> WHAT TO PRODUCE
Report every line in the data below that contains the string "boulder". Matching is case-sensitive.

(Object point labels)
= = =
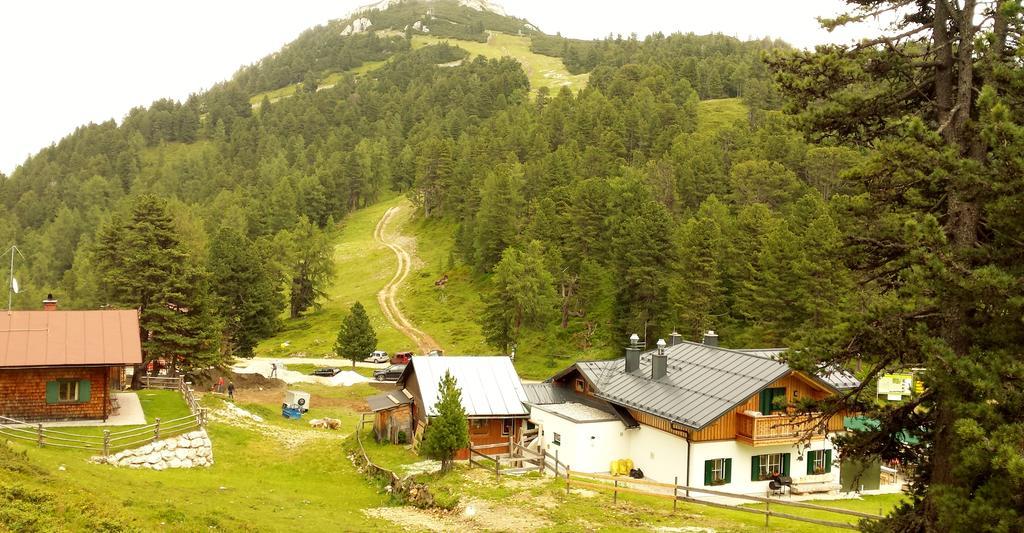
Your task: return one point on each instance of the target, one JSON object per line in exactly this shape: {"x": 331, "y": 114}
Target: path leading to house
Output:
{"x": 387, "y": 297}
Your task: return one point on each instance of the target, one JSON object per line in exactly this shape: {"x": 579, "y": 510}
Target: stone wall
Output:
{"x": 185, "y": 451}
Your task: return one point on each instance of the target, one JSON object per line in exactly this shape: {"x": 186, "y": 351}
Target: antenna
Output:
{"x": 10, "y": 281}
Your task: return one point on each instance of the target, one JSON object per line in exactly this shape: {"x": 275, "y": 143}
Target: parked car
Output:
{"x": 390, "y": 373}
{"x": 379, "y": 356}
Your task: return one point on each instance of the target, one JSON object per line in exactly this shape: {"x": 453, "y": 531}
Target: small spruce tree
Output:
{"x": 356, "y": 337}
{"x": 449, "y": 431}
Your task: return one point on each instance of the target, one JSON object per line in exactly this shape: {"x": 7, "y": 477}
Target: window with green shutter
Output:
{"x": 772, "y": 400}
{"x": 52, "y": 392}
{"x": 767, "y": 465}
{"x": 718, "y": 472}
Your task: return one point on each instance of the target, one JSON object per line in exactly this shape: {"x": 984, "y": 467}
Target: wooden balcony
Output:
{"x": 781, "y": 429}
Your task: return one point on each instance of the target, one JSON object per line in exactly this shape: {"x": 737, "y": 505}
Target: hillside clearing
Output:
{"x": 363, "y": 266}
{"x": 543, "y": 71}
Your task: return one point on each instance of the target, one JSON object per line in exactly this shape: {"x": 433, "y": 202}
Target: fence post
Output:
{"x": 675, "y": 493}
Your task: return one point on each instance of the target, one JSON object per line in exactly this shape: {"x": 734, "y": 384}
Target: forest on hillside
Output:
{"x": 864, "y": 210}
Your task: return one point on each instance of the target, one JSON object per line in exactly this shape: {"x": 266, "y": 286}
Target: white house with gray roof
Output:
{"x": 692, "y": 413}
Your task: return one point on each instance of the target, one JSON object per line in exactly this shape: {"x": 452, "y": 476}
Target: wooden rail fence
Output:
{"x": 114, "y": 441}
{"x": 682, "y": 493}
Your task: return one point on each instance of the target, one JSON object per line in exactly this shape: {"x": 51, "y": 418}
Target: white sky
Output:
{"x": 65, "y": 63}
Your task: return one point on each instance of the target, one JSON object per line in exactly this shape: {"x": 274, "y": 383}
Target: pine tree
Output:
{"x": 247, "y": 292}
{"x": 935, "y": 240}
{"x": 449, "y": 430}
{"x": 523, "y": 295}
{"x": 355, "y": 337}
{"x": 310, "y": 263}
{"x": 142, "y": 265}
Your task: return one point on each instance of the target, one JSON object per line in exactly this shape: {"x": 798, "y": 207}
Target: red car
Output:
{"x": 401, "y": 358}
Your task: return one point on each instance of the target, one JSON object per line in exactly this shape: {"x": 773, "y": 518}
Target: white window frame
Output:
{"x": 718, "y": 472}
{"x": 819, "y": 461}
{"x": 68, "y": 392}
{"x": 768, "y": 460}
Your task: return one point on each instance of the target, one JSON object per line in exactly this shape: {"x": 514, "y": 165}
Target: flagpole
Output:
{"x": 10, "y": 279}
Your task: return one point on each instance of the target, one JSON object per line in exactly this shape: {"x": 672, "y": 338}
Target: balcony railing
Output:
{"x": 782, "y": 429}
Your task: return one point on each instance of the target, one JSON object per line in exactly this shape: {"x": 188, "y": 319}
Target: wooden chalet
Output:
{"x": 61, "y": 365}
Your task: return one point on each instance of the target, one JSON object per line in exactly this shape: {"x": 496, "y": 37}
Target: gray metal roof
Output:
{"x": 380, "y": 402}
{"x": 841, "y": 379}
{"x": 702, "y": 382}
{"x": 489, "y": 385}
{"x": 548, "y": 393}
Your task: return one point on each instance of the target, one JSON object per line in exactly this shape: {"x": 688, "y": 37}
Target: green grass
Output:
{"x": 363, "y": 267}
{"x": 254, "y": 485}
{"x": 543, "y": 71}
{"x": 720, "y": 114}
{"x": 391, "y": 456}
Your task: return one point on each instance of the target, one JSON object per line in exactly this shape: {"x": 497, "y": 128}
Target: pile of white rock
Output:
{"x": 185, "y": 451}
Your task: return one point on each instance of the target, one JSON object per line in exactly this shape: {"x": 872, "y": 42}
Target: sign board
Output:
{"x": 895, "y": 386}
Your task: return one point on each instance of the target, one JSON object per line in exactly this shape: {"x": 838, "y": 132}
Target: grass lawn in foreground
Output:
{"x": 256, "y": 484}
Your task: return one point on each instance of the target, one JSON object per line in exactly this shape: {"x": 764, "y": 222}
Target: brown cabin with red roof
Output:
{"x": 61, "y": 365}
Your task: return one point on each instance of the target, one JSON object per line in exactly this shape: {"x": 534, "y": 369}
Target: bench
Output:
{"x": 814, "y": 484}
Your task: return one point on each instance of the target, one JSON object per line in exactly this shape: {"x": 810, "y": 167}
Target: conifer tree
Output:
{"x": 523, "y": 295}
{"x": 935, "y": 240}
{"x": 310, "y": 263}
{"x": 247, "y": 292}
{"x": 355, "y": 337}
{"x": 449, "y": 430}
{"x": 142, "y": 265}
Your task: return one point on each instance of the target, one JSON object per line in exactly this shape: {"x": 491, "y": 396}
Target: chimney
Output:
{"x": 633, "y": 354}
{"x": 659, "y": 362}
{"x": 711, "y": 339}
{"x": 675, "y": 339}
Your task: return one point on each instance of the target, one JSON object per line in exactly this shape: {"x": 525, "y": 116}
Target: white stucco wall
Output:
{"x": 664, "y": 456}
{"x": 584, "y": 446}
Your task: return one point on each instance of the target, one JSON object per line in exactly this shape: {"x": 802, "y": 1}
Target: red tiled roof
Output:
{"x": 69, "y": 338}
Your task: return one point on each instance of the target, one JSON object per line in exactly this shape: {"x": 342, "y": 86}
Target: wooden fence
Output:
{"x": 161, "y": 382}
{"x": 109, "y": 442}
{"x": 112, "y": 442}
{"x": 514, "y": 462}
{"x": 682, "y": 493}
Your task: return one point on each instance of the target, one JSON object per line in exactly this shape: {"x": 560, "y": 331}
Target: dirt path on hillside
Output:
{"x": 387, "y": 297}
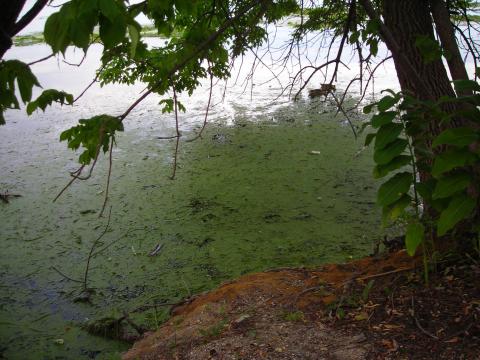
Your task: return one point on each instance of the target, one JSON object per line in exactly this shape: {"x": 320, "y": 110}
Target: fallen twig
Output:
{"x": 418, "y": 323}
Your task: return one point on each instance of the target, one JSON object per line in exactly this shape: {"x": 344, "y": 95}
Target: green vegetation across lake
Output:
{"x": 247, "y": 197}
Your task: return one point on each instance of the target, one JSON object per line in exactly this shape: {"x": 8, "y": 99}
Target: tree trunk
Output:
{"x": 406, "y": 20}
{"x": 446, "y": 33}
{"x": 10, "y": 11}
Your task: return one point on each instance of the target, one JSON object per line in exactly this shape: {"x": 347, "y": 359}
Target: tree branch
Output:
{"x": 28, "y": 17}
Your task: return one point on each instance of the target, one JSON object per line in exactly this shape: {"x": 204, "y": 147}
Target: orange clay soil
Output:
{"x": 277, "y": 314}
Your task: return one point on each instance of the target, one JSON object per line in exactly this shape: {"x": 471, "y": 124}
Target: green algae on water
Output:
{"x": 247, "y": 197}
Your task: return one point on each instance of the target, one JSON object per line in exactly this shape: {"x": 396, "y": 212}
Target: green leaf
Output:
{"x": 452, "y": 159}
{"x": 466, "y": 85}
{"x": 47, "y": 98}
{"x": 380, "y": 171}
{"x": 385, "y": 155}
{"x": 387, "y": 134}
{"x": 81, "y": 31}
{"x": 112, "y": 33}
{"x": 394, "y": 188}
{"x": 458, "y": 209}
{"x": 386, "y": 103}
{"x": 451, "y": 184}
{"x": 368, "y": 109}
{"x": 110, "y": 9}
{"x": 462, "y": 136}
{"x": 369, "y": 138}
{"x": 414, "y": 237}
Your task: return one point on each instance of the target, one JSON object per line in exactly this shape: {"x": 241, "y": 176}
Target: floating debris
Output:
{"x": 156, "y": 250}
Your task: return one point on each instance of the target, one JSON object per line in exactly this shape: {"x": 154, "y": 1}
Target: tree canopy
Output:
{"x": 431, "y": 125}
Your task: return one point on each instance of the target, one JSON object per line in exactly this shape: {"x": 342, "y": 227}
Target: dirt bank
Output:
{"x": 332, "y": 312}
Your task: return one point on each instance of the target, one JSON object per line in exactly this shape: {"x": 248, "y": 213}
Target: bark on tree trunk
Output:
{"x": 406, "y": 20}
{"x": 9, "y": 14}
{"x": 446, "y": 33}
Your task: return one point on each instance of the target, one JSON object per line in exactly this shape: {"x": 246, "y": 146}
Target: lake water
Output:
{"x": 272, "y": 183}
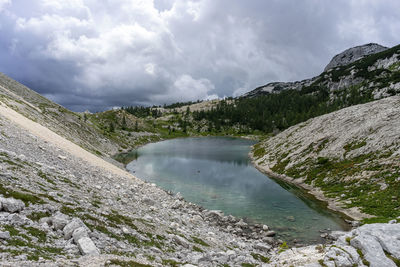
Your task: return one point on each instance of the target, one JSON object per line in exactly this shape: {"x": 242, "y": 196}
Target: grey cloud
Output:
{"x": 100, "y": 54}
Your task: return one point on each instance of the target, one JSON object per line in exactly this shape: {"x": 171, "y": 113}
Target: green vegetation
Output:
{"x": 36, "y": 216}
{"x": 330, "y": 176}
{"x": 260, "y": 257}
{"x": 122, "y": 263}
{"x": 197, "y": 249}
{"x": 199, "y": 241}
{"x": 284, "y": 246}
{"x": 171, "y": 263}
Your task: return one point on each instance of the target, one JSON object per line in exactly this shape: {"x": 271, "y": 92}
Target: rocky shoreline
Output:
{"x": 79, "y": 209}
{"x": 352, "y": 215}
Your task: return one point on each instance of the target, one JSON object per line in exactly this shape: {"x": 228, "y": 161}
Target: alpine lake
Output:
{"x": 217, "y": 174}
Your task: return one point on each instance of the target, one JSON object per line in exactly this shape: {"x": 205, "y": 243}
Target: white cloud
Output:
{"x": 125, "y": 52}
{"x": 3, "y": 4}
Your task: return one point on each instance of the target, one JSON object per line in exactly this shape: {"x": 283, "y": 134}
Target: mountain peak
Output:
{"x": 353, "y": 54}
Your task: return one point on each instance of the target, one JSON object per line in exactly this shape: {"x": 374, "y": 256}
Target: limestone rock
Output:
{"x": 79, "y": 233}
{"x": 181, "y": 241}
{"x": 59, "y": 221}
{"x": 4, "y": 235}
{"x": 353, "y": 54}
{"x": 87, "y": 247}
{"x": 12, "y": 205}
{"x": 71, "y": 226}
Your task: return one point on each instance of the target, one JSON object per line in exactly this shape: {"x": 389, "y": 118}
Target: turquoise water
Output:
{"x": 216, "y": 173}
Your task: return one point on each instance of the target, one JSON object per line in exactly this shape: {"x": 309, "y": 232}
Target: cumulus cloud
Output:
{"x": 100, "y": 54}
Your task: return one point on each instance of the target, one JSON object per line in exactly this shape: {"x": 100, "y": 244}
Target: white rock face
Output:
{"x": 70, "y": 227}
{"x": 87, "y": 247}
{"x": 353, "y": 54}
{"x": 4, "y": 235}
{"x": 59, "y": 221}
{"x": 12, "y": 205}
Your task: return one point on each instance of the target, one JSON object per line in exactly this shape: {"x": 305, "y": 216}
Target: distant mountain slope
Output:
{"x": 90, "y": 131}
{"x": 376, "y": 73}
{"x": 353, "y": 54}
{"x": 351, "y": 155}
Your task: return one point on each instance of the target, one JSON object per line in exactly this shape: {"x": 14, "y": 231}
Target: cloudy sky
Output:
{"x": 99, "y": 54}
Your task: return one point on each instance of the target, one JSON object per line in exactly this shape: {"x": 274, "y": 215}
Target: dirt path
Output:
{"x": 60, "y": 142}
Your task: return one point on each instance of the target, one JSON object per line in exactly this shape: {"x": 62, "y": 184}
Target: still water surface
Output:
{"x": 216, "y": 173}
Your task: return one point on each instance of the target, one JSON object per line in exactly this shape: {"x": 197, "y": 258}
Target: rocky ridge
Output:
{"x": 349, "y": 157}
{"x": 369, "y": 69}
{"x": 353, "y": 54}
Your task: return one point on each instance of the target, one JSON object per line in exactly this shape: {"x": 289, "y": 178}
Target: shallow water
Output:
{"x": 216, "y": 173}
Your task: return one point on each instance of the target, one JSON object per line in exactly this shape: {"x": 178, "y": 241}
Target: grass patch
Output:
{"x": 199, "y": 241}
{"x": 258, "y": 151}
{"x": 198, "y": 249}
{"x": 260, "y": 257}
{"x": 284, "y": 246}
{"x": 126, "y": 263}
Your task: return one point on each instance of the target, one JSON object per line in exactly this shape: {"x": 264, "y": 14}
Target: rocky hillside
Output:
{"x": 353, "y": 54}
{"x": 63, "y": 206}
{"x": 349, "y": 158}
{"x": 90, "y": 131}
{"x": 370, "y": 70}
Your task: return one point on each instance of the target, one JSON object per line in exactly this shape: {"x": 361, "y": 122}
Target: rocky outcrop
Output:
{"x": 353, "y": 54}
{"x": 372, "y": 245}
{"x": 338, "y": 156}
{"x": 370, "y": 69}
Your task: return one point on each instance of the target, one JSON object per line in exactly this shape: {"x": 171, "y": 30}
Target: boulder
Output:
{"x": 79, "y": 233}
{"x": 17, "y": 219}
{"x": 87, "y": 247}
{"x": 12, "y": 205}
{"x": 262, "y": 247}
{"x": 71, "y": 226}
{"x": 181, "y": 241}
{"x": 4, "y": 235}
{"x": 59, "y": 221}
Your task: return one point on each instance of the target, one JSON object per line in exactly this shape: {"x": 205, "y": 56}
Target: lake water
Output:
{"x": 216, "y": 173}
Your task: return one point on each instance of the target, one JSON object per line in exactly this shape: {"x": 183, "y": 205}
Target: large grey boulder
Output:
{"x": 71, "y": 226}
{"x": 12, "y": 205}
{"x": 181, "y": 241}
{"x": 59, "y": 221}
{"x": 4, "y": 235}
{"x": 79, "y": 233}
{"x": 87, "y": 247}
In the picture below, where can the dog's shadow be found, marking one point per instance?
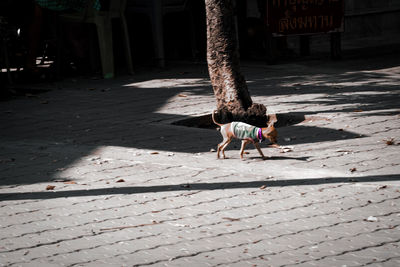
(277, 158)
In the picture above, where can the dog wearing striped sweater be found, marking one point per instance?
(245, 132)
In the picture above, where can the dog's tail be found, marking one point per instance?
(213, 118)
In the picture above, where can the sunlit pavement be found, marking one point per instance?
(94, 173)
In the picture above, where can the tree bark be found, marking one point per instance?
(233, 99)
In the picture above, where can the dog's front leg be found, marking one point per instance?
(259, 149)
(222, 146)
(244, 144)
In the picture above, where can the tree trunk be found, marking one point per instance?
(233, 99)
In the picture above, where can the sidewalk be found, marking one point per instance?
(94, 173)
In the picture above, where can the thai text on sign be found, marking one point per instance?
(286, 17)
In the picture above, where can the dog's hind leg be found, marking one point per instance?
(222, 146)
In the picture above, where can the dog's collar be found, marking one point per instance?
(260, 137)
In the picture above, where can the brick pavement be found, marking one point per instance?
(133, 190)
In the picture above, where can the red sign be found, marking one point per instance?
(285, 17)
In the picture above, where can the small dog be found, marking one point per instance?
(245, 132)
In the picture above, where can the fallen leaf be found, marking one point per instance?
(353, 169)
(50, 187)
(371, 219)
(389, 142)
(231, 219)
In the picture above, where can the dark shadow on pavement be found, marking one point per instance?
(128, 190)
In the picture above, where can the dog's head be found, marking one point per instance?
(270, 133)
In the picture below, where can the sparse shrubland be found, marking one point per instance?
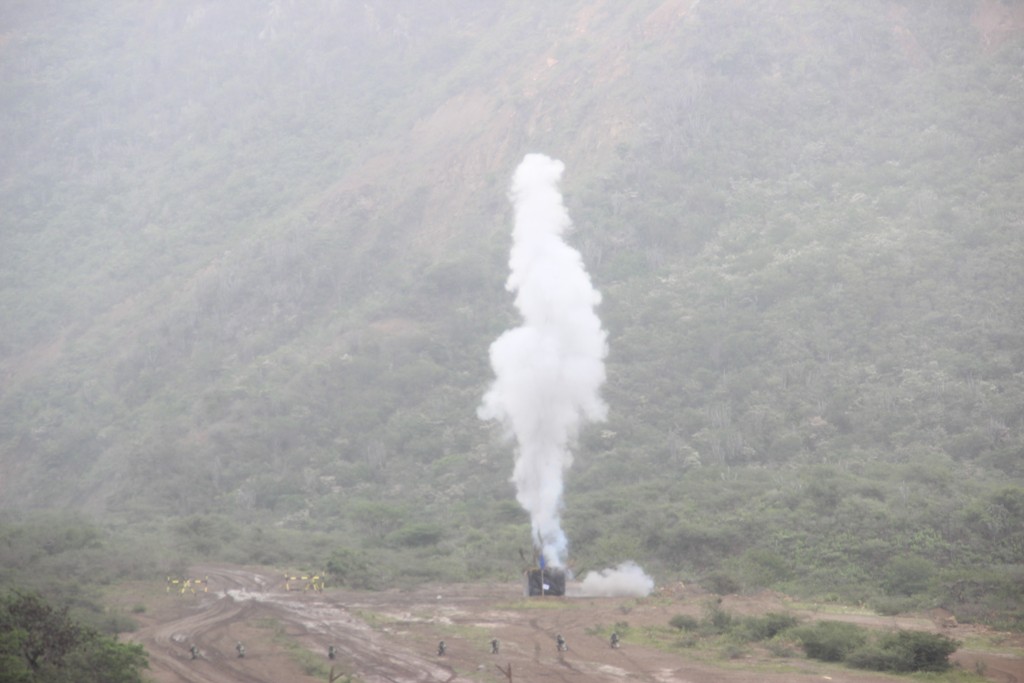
(246, 313)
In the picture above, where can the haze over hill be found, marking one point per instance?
(253, 256)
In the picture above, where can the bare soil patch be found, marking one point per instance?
(393, 636)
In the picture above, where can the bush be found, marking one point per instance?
(767, 627)
(906, 651)
(717, 620)
(830, 641)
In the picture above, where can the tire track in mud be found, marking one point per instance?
(389, 637)
(243, 596)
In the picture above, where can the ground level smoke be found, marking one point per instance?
(628, 580)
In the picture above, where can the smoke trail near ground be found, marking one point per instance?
(550, 369)
(628, 580)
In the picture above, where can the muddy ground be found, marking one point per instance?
(393, 636)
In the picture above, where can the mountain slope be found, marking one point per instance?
(253, 259)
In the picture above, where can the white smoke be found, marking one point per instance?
(628, 580)
(550, 369)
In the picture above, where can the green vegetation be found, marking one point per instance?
(310, 664)
(252, 261)
(832, 641)
(40, 644)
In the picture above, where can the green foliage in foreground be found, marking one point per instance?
(897, 651)
(41, 644)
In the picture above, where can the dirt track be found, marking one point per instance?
(392, 636)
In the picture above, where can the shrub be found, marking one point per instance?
(717, 620)
(830, 641)
(768, 626)
(906, 651)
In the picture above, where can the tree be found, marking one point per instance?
(40, 643)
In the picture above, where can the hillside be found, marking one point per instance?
(253, 257)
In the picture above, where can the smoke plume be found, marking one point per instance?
(628, 580)
(548, 371)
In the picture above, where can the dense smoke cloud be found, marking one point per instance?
(550, 369)
(628, 580)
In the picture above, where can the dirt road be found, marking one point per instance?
(393, 636)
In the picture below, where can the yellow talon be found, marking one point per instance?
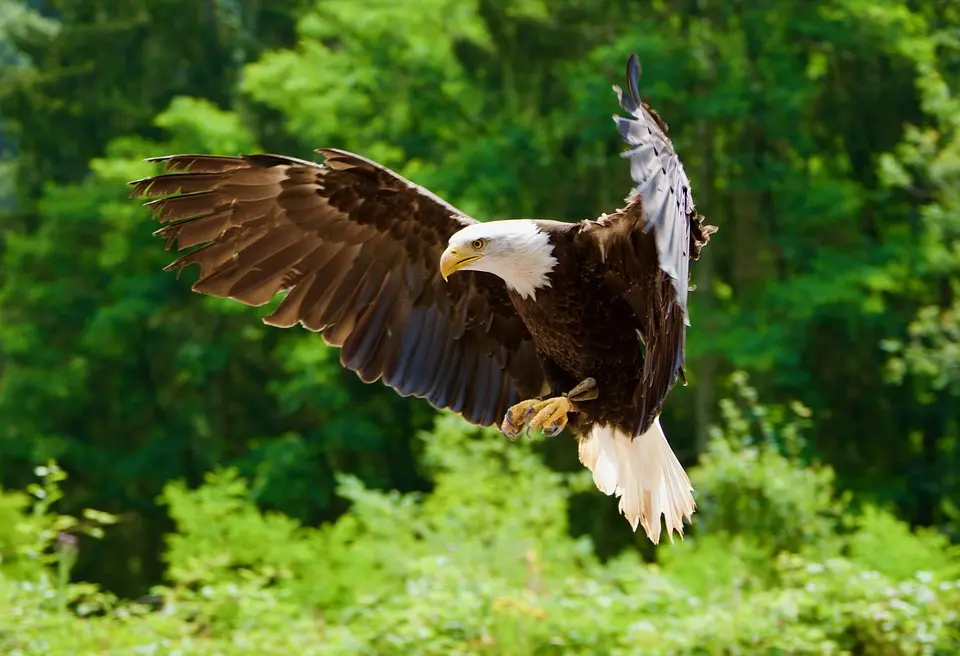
= = =
> REPLY TO THE EXERCISE
Target: boulder
Target: large grey boulder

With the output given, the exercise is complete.